# [WORK INSTRUCTIONS]
Give the entries below as a JSON list of strings, with one string for each line and blank lines left out.

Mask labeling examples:
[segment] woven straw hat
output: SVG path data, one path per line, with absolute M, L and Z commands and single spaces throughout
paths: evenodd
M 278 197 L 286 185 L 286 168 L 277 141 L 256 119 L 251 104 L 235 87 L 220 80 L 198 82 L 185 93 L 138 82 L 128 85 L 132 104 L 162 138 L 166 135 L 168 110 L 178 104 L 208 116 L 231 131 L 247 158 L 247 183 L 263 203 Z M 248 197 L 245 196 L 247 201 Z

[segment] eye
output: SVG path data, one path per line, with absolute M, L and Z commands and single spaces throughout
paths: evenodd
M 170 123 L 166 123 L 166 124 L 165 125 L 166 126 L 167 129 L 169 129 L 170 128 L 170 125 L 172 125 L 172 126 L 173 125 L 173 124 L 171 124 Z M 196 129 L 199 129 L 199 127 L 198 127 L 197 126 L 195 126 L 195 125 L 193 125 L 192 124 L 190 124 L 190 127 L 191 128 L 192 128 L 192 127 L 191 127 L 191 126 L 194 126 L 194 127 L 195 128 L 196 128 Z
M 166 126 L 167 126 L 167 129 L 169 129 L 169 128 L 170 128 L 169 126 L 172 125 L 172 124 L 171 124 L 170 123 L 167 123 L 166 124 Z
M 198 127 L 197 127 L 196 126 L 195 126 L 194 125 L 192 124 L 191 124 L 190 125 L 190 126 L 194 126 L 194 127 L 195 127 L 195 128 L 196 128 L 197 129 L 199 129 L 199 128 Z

# [ANSWER FOR THE TASK]
[
  "[segment] woven straw hat",
  "output: SVG path data, one path per line, with absolute M, L and Z commands and single spaces throughout",
  "paths: evenodd",
  "M 278 197 L 286 185 L 286 168 L 277 141 L 256 119 L 251 104 L 235 87 L 220 80 L 198 82 L 185 93 L 138 82 L 128 85 L 132 104 L 162 138 L 166 135 L 168 110 L 178 104 L 208 116 L 231 131 L 247 158 L 247 183 L 263 203 Z M 248 197 L 245 196 L 247 201 Z",
  "[segment] eye",
  "output: SVG path data, one path per line, with absolute M, L and Z commands and single spaces throughout",
  "paths: evenodd",
  "M 170 123 L 166 123 L 166 124 L 165 125 L 166 126 L 167 129 L 169 129 L 170 128 L 170 125 L 172 125 L 172 126 L 173 125 L 173 124 L 171 124 Z M 196 129 L 199 129 L 199 127 L 198 127 L 197 126 L 195 126 L 195 125 L 193 125 L 192 124 L 190 124 L 190 127 L 191 128 L 192 128 L 192 127 L 191 127 L 191 126 L 194 126 L 194 127 L 195 128 L 196 128 Z",
  "M 166 126 L 167 126 L 167 129 L 169 129 L 169 128 L 170 128 L 169 126 L 172 125 L 172 124 L 171 124 L 170 123 L 167 123 L 166 124 Z",
  "M 198 127 L 197 127 L 196 126 L 195 126 L 194 125 L 192 124 L 191 124 L 190 125 L 190 126 L 194 126 L 194 127 L 195 127 L 195 128 L 196 128 L 197 129 L 199 129 L 199 128 Z"
]